──────── TASK MATERIAL ────────

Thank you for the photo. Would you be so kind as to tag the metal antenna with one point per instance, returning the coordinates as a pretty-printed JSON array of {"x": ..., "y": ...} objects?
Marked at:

────────
──────── TASK MATERIAL ────────

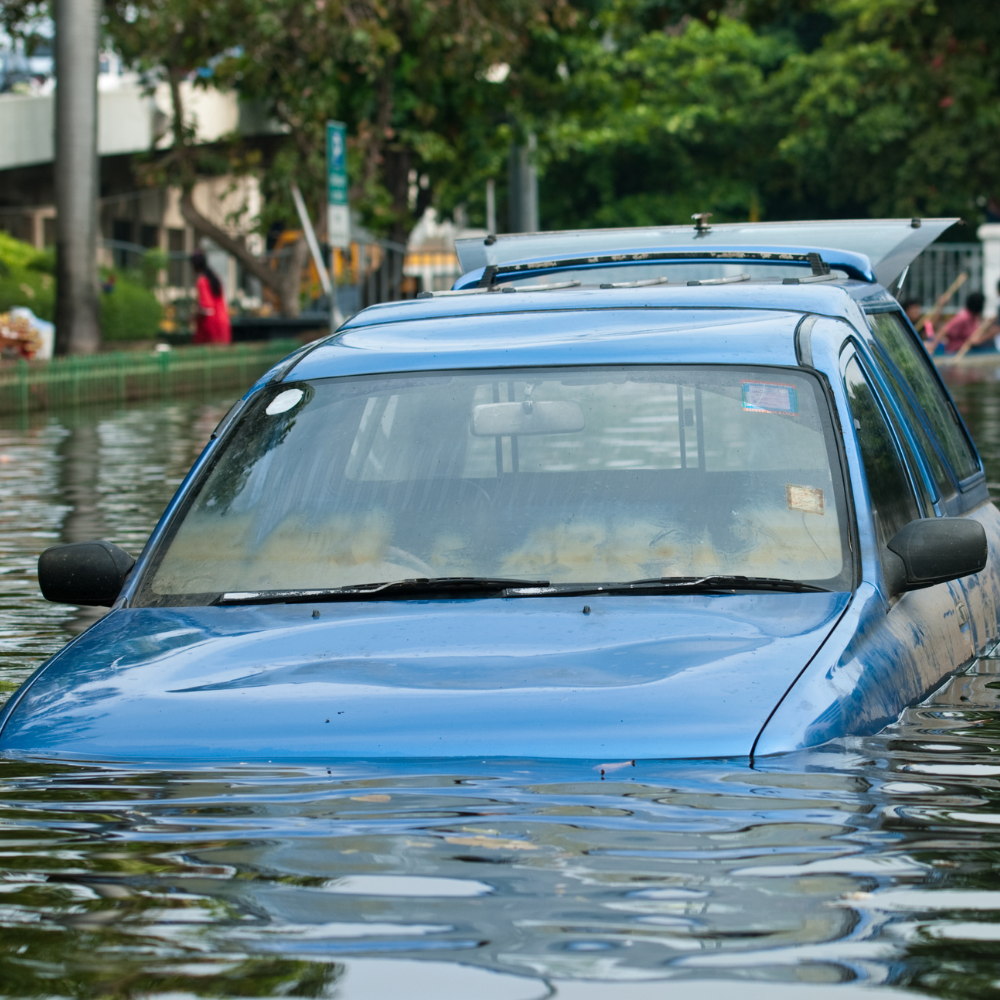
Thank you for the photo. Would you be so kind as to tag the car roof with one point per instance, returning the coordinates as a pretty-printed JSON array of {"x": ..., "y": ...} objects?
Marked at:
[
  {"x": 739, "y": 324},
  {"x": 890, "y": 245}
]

────────
──────── TASK MATERIAL ────────

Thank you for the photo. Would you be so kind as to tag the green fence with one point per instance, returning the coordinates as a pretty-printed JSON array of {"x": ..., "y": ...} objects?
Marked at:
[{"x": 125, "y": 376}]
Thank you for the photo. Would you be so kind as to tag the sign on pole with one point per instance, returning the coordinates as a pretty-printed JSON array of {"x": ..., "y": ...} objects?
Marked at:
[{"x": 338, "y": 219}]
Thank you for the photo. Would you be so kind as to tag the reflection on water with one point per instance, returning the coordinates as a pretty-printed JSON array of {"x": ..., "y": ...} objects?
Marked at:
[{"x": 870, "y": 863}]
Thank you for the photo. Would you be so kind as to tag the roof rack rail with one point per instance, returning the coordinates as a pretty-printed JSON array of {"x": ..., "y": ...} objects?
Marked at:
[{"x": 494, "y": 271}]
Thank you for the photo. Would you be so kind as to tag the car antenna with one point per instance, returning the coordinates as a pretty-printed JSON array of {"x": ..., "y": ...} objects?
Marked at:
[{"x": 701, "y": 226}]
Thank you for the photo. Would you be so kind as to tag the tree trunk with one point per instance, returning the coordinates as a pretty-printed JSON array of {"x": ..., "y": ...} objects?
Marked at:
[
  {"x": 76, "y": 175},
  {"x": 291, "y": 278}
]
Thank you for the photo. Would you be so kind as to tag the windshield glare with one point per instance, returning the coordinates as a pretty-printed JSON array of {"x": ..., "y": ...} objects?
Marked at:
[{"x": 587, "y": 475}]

────────

*DIRECTIONS FOR THIS TASK*.
Please say how many lines above contain "roof", number only.

*REPLY*.
2